For the data below, count the lines that have the string "slab" and state that number by itself.

-- The data follows --

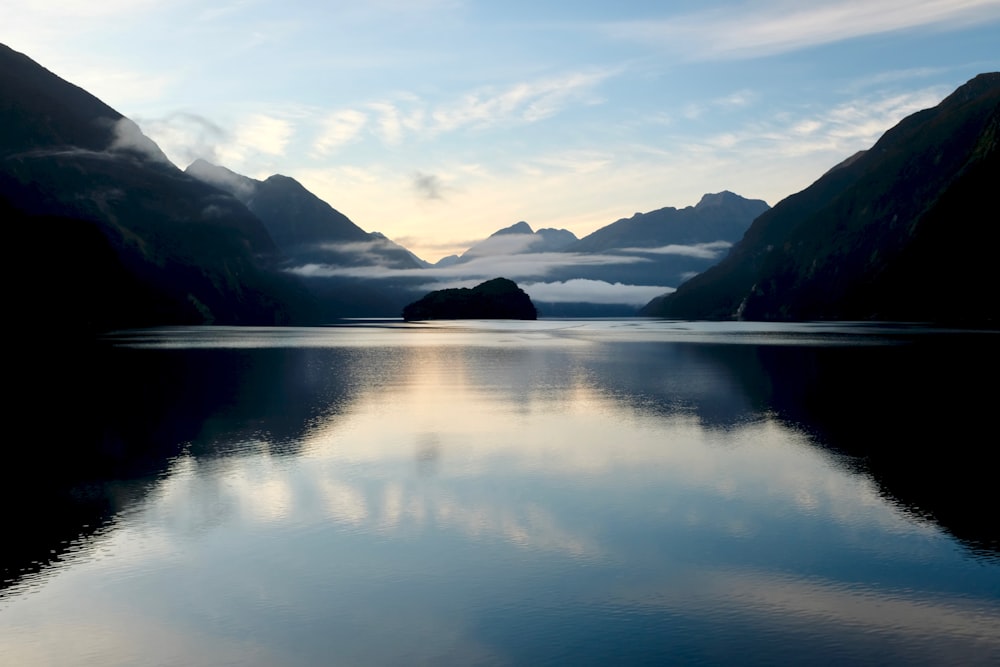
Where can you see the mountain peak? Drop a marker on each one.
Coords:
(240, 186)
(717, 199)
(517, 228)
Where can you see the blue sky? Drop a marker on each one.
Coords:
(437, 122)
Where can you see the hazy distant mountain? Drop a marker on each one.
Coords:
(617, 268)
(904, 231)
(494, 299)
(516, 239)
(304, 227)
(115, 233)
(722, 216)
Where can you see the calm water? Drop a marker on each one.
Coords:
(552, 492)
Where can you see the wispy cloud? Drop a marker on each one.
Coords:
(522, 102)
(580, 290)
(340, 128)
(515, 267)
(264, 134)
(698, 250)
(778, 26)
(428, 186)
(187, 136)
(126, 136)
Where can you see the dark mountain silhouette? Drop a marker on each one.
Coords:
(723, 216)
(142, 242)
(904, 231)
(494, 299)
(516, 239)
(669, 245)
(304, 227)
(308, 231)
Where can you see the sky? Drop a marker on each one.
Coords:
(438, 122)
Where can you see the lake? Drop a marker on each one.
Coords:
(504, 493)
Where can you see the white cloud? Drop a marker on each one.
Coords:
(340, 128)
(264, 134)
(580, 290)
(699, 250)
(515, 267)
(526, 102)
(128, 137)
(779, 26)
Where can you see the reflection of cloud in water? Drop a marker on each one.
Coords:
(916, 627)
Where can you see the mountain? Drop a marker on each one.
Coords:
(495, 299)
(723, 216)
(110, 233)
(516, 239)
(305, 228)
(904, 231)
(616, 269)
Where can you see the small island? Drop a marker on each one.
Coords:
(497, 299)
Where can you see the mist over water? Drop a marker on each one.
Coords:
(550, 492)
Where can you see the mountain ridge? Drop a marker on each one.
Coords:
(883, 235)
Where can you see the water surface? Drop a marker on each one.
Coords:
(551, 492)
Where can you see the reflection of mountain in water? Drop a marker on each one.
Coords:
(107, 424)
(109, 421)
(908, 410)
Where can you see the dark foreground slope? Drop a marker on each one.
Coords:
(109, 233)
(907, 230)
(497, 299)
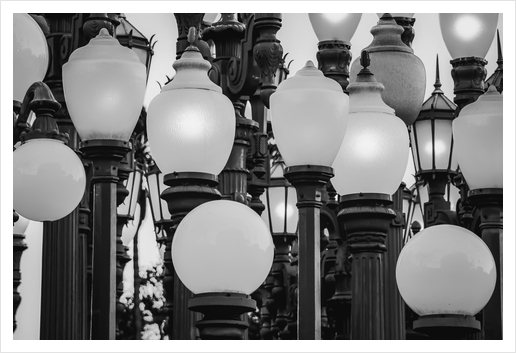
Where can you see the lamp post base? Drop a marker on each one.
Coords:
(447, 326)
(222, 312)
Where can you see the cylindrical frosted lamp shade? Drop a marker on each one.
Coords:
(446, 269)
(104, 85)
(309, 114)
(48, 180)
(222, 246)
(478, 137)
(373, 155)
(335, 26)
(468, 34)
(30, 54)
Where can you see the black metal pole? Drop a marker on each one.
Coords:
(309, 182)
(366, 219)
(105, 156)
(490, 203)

-- The data concluded --
-- The data follows --

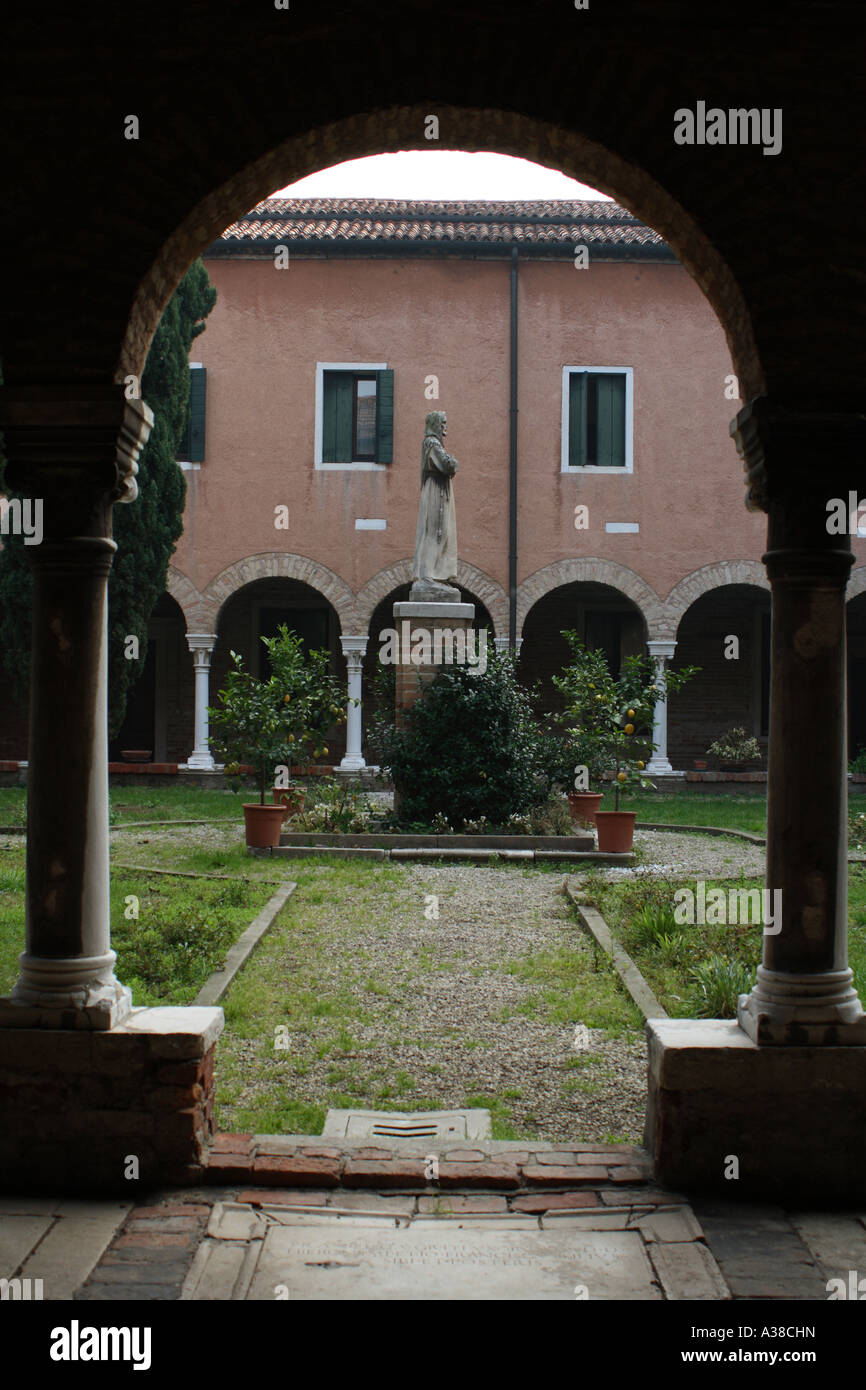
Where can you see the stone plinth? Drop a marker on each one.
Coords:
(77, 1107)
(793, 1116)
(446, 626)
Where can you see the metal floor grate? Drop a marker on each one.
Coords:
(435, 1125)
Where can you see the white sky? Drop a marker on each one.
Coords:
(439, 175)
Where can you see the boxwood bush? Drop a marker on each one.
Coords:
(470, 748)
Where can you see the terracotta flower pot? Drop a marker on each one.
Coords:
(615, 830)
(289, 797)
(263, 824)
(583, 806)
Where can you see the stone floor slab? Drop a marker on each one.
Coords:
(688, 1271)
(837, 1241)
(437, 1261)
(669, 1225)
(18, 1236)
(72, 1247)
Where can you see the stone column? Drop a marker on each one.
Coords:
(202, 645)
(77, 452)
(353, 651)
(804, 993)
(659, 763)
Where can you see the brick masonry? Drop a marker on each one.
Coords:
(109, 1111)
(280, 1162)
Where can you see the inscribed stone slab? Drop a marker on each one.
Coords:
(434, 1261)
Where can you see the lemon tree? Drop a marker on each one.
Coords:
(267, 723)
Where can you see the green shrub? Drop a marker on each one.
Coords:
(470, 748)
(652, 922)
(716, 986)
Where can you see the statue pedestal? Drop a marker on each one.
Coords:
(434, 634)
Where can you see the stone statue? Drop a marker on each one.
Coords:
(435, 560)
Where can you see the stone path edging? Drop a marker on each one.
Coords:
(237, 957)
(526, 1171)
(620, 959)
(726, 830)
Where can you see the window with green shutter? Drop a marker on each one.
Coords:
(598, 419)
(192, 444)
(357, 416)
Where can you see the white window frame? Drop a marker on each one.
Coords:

-- The data concluded --
-- The data follows --

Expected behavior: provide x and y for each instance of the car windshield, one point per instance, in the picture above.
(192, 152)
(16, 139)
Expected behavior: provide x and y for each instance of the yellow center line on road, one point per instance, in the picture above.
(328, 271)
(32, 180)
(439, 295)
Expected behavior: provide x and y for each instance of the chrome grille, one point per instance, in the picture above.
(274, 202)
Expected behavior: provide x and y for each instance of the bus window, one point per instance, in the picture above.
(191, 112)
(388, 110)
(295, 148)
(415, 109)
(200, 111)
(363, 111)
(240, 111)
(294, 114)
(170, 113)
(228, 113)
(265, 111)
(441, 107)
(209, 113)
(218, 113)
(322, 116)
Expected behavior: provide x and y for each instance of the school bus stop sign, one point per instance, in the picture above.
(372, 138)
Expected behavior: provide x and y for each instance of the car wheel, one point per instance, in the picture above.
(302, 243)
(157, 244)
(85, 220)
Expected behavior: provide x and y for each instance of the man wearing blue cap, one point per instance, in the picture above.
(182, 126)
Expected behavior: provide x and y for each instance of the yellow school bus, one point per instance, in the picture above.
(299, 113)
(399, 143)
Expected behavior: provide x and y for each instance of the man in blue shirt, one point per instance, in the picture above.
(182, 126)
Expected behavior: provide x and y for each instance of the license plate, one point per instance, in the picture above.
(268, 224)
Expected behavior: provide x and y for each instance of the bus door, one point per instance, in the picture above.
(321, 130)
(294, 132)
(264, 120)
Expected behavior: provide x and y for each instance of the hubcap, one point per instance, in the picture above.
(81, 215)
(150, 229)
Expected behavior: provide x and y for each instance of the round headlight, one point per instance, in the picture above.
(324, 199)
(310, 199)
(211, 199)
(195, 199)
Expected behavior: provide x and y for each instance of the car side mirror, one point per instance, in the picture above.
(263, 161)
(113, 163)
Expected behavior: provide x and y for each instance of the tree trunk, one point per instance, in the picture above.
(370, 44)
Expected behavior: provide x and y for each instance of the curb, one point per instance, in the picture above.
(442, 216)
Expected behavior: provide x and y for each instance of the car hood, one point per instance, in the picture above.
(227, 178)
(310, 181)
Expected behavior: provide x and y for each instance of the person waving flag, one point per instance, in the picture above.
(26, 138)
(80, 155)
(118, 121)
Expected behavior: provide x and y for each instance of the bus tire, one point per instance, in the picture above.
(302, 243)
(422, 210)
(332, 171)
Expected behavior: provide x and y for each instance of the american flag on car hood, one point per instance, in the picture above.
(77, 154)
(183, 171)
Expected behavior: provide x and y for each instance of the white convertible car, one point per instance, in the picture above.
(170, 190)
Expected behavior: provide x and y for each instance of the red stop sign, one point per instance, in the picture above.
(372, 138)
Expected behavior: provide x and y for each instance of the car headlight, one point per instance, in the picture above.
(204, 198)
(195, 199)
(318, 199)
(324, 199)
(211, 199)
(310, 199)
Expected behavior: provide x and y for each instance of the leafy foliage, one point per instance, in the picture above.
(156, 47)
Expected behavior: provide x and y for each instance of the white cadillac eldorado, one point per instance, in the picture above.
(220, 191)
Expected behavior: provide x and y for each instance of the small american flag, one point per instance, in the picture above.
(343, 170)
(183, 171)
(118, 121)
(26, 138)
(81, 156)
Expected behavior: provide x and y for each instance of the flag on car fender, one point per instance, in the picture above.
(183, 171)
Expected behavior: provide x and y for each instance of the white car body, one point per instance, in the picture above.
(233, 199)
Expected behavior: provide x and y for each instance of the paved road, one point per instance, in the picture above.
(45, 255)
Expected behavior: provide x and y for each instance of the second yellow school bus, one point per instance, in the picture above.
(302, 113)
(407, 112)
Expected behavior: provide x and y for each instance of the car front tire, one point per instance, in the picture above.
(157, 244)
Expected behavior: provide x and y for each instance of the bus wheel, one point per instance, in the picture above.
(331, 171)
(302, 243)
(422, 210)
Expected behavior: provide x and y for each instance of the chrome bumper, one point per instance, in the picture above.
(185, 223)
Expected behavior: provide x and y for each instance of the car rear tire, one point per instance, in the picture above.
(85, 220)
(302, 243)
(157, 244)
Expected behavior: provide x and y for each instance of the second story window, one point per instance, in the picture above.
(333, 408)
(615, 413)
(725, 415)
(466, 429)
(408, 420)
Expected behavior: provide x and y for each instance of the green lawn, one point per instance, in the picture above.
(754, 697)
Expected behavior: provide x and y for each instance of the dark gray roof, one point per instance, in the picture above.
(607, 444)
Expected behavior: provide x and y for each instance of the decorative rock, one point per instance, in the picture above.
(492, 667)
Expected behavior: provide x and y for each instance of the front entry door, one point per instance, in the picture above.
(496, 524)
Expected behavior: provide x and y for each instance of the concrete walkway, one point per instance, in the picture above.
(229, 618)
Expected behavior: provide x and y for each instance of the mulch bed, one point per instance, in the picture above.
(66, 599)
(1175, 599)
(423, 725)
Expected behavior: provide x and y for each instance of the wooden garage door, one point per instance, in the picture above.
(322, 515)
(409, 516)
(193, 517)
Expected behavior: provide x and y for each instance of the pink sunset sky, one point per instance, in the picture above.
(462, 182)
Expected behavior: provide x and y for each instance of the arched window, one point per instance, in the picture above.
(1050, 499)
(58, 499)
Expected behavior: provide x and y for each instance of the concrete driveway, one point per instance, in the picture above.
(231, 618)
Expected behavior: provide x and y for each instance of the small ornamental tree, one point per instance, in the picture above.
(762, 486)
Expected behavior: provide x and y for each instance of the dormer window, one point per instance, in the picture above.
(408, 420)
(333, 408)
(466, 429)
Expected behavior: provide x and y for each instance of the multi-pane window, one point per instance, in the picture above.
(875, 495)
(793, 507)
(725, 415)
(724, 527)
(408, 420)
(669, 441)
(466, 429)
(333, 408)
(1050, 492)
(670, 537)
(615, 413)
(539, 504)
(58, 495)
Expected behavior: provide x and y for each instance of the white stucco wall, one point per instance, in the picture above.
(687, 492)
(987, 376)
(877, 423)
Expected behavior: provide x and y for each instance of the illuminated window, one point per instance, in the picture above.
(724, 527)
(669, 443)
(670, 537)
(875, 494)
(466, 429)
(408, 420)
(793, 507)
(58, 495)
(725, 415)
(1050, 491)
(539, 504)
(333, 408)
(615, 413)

-- The data concluded --

- [Solution to this problem]
2